If I can find the post again I will link to it here. Suffice it to say that her post was nearly shocking. She described actual hostility (most of it veiled and "behind the back") towards mothers who chose to have a natural birth. Specifically, she quoted comments like "She's so granola." "What, does she think she's going to get a mother of the year award?" "She must think she's better than everyone else." You get the point.
While lying in bed that night (you know, the time when the brain really starts to work) I thought, hey! granola! What a great idea for a blog! A month later a friend of ours had her first baby via totally natural birth. Although she mused that she didn't feel granola (makes me think of that line from a Van Halen tune "I don't feel tardy" Anyway...), we still selected her for the first ever Granolie award for Rookie natural birth., and then we started this blog.
Yep, it's Granola...
Thursday, January 24, 2008
After a brief one and a half month gestational period (gestational periods for ideation are much shorter than that for children, and the birth far less painful - we'll see how the early years compare) we are finally launching a blog that is dedicated to evoking thought and enabling choice among young parents.
First, let's get it out of the way that I am a man, and this does in fact seem a bit of a weird subject for a man to begin a blog about. Frankly, I have no idea how much I will or will not post on this blog. Hopefully whatever I do place on here is of some small value to the community that embraces this blog, but my premise for creating this blog was not to provide an outlet for my ideas - it was to provide an outlet for my wife's burgeoning passion regarding the lack of information that most women seem to have about the pregnancy and birthing process, and the general obliviousness of so many young mothers regarding the choices that are available to them. I just happen to be my wife's personal IT support staff, which means that I get the job of set up, and then she gets to play with it however she wants :)

******************************

■ **Task set**:
**a)** In the blog post, what award did the friend receive after having her first baby by natural birth?
**b)** Please write the next part of the blog post, starting after its final sentence.

******************************

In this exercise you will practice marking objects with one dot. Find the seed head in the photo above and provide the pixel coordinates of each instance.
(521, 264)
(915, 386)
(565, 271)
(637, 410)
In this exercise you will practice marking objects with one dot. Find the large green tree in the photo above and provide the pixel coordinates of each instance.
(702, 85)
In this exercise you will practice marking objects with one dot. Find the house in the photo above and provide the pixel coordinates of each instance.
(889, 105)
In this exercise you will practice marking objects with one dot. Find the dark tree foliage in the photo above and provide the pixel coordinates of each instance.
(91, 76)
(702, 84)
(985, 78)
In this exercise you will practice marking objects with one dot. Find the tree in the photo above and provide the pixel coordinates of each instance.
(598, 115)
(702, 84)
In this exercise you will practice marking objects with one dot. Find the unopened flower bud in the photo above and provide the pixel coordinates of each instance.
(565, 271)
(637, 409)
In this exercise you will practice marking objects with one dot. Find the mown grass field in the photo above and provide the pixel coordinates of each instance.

******************************

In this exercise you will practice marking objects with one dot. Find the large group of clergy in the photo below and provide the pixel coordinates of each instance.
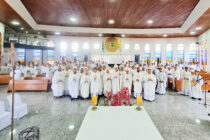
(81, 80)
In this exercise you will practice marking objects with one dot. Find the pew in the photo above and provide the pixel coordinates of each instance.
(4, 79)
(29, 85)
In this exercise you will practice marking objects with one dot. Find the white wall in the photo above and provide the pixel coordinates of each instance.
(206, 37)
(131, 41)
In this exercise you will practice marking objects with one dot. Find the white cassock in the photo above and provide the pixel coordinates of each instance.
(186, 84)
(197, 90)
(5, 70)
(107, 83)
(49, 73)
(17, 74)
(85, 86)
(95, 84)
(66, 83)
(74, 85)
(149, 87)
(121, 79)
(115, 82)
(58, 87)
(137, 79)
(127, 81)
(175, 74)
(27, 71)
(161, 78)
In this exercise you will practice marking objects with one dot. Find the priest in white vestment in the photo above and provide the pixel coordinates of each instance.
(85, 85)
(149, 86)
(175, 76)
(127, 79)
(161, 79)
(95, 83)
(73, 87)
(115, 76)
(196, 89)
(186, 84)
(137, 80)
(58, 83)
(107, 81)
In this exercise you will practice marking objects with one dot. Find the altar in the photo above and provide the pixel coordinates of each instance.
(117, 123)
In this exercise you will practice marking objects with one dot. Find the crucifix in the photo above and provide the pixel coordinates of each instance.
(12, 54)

******************************

■ **Responses by item number**:
**a)** The first ever Granolie award for Rookie natural birth.

**b)**
The fact of the matter (at least regarding our personal experience) is that underidentification* is a HUGE problem in the medical field, especially among obstetricians. (I can't wait for some doctor to jump all over me about this one.) What is underidentification, you ask? Put simply, underidentification is a phenomenon than occurs among professionals where they fail to identify with a client/patient as a human being and instead identify with a client/patient as a problem that needs to be solved. When this occurs, rather than explaining possibilities and revealing choices in medical care, a doctor tends to explain the doctor's preferred choices and steers a patient towards a pre-set solution based, not on the patient's wishes, but on the doctor's comfort level. While the end result is likely a medically positive result, it is not necessarily the best medical and psychological result, and in the realm of pregnancy and childbirth, such an approach can leave a young mother feeling objectified and violated.
The hope of this blog is to help young parents avoid these types of situations, not by telling them what to do, but by helping them to ask the right questions, encouraging thought, stimulating research, and promoting the type of assertive conversation with doctors that will empower and enhance an experience that should be one of the most joyous experiences in life.
Oh yea, the purpose is also to have a good time exchanging ideas regarding parenthood, life, and all the groovy stuff that goes along with it.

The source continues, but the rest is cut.